— Work request —
For the listing below, work out how many lines hold the word "yellow" and give that number by itself.

Records for the task section start

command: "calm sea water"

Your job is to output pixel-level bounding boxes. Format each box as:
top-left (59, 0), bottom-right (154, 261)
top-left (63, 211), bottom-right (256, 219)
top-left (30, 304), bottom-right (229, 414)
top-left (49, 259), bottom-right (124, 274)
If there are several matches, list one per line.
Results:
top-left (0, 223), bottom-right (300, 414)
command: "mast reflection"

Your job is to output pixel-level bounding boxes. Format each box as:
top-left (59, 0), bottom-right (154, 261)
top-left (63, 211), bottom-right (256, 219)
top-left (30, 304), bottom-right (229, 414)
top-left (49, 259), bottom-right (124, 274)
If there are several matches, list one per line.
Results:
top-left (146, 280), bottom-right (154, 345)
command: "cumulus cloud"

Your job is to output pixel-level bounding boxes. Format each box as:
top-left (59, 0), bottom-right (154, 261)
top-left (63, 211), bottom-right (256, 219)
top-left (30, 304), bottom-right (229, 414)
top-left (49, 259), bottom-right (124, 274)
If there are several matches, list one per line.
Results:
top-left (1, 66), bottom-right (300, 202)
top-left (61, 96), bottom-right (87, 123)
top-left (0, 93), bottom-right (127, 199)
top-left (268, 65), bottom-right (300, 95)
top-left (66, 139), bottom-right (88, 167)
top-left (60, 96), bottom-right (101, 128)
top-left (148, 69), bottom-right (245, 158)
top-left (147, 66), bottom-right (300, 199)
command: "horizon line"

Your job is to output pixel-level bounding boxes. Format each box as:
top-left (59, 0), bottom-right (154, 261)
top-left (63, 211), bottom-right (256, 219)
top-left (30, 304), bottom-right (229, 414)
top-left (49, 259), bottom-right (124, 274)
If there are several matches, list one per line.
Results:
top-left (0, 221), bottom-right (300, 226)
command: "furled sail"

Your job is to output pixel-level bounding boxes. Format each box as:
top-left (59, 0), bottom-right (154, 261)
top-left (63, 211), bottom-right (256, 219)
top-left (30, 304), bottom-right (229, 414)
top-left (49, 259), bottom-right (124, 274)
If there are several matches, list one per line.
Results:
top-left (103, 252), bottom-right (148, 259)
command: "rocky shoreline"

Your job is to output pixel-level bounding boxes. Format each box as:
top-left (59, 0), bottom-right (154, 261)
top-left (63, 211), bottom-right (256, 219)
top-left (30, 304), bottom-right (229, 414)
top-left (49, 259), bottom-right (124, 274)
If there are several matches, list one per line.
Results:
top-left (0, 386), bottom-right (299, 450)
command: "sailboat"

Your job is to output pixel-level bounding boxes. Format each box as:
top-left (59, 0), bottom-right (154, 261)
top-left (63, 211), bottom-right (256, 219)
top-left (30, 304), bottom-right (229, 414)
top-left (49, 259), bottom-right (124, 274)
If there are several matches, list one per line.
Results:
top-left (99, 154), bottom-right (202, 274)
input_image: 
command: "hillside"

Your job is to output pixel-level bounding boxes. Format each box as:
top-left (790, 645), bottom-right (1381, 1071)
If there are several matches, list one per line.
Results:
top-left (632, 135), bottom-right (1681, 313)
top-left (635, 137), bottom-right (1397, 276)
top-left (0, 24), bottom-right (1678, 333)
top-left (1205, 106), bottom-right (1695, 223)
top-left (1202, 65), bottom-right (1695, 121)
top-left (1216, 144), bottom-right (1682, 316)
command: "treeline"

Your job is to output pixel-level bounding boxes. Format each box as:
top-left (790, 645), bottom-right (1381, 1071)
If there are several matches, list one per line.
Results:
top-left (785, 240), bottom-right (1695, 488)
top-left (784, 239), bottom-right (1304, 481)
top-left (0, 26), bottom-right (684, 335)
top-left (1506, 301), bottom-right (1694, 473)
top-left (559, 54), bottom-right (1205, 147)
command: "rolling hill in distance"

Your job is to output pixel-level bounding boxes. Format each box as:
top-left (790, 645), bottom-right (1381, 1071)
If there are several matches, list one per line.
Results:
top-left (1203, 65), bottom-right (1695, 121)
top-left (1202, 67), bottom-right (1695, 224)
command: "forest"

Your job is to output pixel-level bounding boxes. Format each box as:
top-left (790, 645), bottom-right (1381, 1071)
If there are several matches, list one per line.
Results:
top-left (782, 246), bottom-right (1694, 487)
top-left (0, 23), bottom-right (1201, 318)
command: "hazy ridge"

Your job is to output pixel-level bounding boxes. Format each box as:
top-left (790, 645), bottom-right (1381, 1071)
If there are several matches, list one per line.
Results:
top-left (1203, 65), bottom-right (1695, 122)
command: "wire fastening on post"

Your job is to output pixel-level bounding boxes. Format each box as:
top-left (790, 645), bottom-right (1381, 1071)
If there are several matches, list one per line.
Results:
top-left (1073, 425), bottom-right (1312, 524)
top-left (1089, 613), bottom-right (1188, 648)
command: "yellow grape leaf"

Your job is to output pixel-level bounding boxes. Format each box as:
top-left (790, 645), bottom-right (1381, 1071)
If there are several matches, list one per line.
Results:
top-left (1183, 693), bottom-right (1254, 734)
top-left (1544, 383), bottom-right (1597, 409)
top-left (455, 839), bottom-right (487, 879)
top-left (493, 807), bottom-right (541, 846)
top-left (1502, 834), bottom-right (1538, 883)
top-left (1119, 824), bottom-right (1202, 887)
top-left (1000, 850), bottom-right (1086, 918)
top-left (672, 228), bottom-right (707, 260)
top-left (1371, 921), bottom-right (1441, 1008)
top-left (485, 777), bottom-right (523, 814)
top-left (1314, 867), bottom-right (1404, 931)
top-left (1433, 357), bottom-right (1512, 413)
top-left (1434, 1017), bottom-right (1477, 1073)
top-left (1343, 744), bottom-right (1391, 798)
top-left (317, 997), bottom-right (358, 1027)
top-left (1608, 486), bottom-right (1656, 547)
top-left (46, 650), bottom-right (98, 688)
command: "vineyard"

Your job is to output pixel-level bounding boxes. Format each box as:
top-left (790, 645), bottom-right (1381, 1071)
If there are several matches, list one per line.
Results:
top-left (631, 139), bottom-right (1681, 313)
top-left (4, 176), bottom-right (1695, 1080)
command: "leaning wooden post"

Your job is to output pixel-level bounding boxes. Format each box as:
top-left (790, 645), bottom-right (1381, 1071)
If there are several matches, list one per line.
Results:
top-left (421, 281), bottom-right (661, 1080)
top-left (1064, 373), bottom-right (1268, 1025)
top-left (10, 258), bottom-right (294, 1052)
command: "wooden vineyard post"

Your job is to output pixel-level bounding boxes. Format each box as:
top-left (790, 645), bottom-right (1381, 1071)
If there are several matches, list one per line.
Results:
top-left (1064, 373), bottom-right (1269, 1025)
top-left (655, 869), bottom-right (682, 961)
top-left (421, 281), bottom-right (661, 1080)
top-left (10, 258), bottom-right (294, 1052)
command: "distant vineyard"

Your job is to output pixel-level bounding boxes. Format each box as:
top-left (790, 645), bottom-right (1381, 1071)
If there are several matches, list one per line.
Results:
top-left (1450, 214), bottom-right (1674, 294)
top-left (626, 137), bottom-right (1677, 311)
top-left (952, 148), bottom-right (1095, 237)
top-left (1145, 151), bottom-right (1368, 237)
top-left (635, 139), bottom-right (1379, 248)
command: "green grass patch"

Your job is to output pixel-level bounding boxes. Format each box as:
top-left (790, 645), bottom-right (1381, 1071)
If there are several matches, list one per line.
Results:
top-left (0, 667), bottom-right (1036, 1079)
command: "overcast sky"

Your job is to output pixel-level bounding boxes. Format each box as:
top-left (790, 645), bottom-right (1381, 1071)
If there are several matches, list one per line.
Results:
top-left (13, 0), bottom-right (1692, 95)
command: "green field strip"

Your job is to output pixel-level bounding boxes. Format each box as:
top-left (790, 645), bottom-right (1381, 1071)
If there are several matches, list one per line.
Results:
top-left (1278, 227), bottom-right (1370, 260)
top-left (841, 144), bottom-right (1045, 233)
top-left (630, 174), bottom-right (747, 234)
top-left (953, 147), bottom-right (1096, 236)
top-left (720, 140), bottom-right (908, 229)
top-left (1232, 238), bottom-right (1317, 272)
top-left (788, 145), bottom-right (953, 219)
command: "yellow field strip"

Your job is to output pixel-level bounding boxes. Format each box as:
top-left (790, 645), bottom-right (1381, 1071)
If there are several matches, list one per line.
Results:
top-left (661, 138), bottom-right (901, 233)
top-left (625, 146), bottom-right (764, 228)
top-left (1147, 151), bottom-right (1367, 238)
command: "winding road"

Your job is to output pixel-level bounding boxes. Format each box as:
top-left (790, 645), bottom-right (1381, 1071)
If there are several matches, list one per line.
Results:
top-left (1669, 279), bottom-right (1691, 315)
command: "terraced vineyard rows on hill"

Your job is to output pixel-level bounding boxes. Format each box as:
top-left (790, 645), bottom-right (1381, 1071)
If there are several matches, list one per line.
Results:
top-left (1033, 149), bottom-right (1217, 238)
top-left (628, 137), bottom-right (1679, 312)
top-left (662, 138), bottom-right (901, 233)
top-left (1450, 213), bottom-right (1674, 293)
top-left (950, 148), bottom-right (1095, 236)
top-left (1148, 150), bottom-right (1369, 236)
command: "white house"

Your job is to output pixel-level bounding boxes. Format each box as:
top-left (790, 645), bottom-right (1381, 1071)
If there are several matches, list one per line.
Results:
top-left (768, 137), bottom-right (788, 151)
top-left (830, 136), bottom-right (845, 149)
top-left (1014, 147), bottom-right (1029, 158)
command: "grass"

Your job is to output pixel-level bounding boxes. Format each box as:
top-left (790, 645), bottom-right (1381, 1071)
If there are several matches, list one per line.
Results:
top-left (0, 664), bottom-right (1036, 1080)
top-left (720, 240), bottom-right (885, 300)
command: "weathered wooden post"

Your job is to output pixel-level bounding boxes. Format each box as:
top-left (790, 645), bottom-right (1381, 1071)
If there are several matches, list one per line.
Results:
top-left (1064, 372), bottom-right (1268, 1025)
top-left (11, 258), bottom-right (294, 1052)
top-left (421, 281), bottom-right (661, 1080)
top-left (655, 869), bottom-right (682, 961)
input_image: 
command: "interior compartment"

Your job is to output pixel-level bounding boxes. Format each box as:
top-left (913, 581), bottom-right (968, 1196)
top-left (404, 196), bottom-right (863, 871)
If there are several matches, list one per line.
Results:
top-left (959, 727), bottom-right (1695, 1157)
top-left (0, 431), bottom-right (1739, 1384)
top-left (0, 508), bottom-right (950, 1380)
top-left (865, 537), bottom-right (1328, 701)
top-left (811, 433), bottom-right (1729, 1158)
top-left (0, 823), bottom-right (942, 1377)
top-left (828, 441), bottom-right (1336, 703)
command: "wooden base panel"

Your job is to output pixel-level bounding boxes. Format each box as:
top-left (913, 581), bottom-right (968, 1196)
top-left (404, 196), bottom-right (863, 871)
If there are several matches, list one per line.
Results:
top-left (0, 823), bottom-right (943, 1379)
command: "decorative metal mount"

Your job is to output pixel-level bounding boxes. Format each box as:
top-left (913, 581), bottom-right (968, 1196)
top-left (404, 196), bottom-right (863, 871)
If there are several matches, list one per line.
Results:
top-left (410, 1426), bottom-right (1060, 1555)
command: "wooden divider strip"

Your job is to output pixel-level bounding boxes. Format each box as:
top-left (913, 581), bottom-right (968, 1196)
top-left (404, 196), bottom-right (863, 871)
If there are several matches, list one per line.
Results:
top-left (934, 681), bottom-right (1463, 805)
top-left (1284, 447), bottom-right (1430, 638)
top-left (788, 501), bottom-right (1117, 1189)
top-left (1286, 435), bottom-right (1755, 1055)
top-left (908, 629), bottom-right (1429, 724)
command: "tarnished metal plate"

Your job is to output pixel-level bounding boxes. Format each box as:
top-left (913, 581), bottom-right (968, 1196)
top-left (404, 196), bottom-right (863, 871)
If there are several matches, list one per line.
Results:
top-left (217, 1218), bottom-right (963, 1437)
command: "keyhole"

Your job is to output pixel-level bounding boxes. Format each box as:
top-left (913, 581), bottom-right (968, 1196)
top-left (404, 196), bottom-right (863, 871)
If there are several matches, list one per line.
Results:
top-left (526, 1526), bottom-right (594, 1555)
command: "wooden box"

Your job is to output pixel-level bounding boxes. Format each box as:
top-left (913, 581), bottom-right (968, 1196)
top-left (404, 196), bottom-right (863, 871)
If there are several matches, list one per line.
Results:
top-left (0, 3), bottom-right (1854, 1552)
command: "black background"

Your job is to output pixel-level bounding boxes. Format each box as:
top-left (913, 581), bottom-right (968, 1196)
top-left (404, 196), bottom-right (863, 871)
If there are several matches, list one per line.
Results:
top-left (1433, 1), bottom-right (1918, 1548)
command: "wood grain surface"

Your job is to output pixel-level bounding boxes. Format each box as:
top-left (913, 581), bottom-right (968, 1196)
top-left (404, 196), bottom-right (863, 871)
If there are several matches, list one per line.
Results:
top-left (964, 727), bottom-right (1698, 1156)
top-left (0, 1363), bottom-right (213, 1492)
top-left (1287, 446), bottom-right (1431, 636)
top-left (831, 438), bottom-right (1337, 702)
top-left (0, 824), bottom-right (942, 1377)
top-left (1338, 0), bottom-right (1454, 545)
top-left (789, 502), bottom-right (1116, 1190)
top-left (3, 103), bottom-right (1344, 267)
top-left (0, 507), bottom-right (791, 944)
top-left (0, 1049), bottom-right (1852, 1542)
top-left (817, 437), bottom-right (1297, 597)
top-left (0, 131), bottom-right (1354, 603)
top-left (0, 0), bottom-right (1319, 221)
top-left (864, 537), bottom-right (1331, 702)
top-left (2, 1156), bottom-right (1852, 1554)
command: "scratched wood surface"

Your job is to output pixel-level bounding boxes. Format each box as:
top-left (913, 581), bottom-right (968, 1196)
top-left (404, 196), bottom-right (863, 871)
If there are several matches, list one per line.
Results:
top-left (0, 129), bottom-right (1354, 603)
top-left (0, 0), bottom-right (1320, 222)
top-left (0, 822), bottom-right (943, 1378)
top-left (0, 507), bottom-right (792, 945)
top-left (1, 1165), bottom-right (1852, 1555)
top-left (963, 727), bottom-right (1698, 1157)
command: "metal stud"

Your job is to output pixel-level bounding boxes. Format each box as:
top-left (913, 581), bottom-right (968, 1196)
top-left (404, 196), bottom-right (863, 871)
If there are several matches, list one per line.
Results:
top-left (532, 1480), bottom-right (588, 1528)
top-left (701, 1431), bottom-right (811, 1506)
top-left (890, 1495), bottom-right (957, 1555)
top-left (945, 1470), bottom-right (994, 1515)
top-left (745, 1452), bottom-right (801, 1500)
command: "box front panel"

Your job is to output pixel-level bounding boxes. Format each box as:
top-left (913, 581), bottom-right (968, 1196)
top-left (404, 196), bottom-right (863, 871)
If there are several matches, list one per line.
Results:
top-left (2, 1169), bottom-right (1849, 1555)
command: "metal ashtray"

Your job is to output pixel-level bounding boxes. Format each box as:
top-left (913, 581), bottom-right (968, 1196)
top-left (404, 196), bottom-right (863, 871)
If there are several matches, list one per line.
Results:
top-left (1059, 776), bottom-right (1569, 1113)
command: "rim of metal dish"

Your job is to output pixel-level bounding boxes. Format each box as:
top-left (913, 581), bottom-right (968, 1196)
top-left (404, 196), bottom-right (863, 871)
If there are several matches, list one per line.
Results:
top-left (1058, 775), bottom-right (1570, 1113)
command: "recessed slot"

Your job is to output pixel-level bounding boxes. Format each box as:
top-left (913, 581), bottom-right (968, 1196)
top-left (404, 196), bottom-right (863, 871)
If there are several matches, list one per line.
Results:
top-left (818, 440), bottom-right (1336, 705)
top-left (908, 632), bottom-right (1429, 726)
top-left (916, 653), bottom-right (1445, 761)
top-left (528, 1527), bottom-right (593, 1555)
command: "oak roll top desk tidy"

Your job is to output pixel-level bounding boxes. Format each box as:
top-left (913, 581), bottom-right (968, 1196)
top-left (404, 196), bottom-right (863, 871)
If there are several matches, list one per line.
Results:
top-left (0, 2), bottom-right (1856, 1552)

Records for the task section end

— The answer —
2